- [What you have to do] Copy out the lines below word for word, beginning at the line that has "# segment the tree line" and ending after the line that has "POLYGON ((204 94, 223". Include both of those lines and nothing outside that span.

- [Source records]

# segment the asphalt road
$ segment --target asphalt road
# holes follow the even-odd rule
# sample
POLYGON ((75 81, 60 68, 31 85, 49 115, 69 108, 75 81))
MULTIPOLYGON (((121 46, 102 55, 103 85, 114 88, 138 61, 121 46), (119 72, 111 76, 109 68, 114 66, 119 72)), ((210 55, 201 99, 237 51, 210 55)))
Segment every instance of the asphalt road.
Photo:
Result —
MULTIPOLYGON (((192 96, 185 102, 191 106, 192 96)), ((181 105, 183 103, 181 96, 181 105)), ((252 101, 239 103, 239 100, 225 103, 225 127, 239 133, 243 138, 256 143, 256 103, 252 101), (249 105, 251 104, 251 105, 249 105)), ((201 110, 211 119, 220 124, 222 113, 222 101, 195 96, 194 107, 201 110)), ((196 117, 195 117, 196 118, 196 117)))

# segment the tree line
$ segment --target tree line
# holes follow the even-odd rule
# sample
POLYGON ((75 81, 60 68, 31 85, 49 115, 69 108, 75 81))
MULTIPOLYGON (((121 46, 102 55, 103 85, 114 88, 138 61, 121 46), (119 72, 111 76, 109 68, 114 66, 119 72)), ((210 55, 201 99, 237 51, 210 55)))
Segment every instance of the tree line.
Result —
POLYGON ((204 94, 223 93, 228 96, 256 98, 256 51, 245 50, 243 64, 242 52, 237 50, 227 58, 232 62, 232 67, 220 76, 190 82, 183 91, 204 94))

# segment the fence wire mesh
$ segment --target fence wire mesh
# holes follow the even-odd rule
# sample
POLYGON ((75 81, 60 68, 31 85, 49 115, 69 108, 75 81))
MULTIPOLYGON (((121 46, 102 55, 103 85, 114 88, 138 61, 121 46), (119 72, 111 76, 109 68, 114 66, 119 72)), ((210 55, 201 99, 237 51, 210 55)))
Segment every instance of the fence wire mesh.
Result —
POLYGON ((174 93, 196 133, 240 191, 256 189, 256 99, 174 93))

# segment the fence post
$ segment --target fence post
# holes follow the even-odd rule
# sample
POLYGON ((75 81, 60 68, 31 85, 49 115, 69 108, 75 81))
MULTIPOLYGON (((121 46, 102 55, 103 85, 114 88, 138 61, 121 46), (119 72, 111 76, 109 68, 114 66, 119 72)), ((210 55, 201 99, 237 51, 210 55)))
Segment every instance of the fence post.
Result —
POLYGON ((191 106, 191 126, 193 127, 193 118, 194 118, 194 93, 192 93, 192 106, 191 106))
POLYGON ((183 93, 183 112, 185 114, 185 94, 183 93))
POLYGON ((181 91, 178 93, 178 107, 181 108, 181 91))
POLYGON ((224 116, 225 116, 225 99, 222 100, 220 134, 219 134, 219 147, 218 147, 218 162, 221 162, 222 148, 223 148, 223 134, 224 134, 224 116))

- [Solution to this exercise]
# segment the tree line
$ segment --target tree line
# holes follow the even-odd rule
# sample
POLYGON ((75 81, 60 68, 31 85, 49 115, 69 108, 75 81))
MULTIPOLYGON (((121 46, 102 55, 103 85, 114 88, 138 61, 121 46), (119 72, 111 76, 109 68, 114 66, 119 72)), ((210 55, 201 99, 237 51, 210 55)))
Segment every instance of the tree line.
Result —
POLYGON ((204 94, 223 93, 228 96, 256 98, 256 51, 245 50, 243 64, 242 52, 237 50, 227 58, 232 62, 232 67, 220 76, 190 82, 183 91, 204 94))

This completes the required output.